┌──

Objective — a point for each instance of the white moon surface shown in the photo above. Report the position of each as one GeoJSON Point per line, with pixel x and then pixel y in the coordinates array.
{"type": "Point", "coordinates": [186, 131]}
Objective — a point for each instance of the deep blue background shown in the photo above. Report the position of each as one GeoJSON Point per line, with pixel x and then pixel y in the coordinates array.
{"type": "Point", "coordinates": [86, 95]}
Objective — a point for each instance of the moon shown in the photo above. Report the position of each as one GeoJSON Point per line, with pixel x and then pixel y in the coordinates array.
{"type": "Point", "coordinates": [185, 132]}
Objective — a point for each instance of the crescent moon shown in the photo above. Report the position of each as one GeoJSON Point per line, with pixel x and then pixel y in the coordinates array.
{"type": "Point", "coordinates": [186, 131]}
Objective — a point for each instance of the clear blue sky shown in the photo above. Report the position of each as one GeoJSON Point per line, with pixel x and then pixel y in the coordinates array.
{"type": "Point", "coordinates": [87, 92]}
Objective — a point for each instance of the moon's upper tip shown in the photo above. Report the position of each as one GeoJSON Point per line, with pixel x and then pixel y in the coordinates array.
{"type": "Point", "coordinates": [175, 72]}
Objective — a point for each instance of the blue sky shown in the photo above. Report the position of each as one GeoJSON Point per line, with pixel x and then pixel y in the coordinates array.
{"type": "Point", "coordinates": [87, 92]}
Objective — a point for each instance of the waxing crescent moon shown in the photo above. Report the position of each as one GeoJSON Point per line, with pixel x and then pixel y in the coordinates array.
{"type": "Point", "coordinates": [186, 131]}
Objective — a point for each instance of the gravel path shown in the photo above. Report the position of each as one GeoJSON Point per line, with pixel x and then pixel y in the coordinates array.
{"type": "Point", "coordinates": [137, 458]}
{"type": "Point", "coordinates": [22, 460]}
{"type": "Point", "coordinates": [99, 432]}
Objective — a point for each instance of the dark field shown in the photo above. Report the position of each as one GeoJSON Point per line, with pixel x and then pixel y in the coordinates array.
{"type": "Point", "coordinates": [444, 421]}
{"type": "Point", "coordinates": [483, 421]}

└──

§ **WHAT THE TASK REQUIRES**: Output the line containing "Objective — a point for each instance of the dark" together with all later lines of the entries, exactly as written, through the final line.

§ **RESPONSE BOX**:
Objective — a point for each instance of the dark field shown in the photo above. Report the position of each as one GeoJSON Point per line, with pixel x and then pixel y in the coordinates array.
{"type": "Point", "coordinates": [444, 421]}
{"type": "Point", "coordinates": [483, 421]}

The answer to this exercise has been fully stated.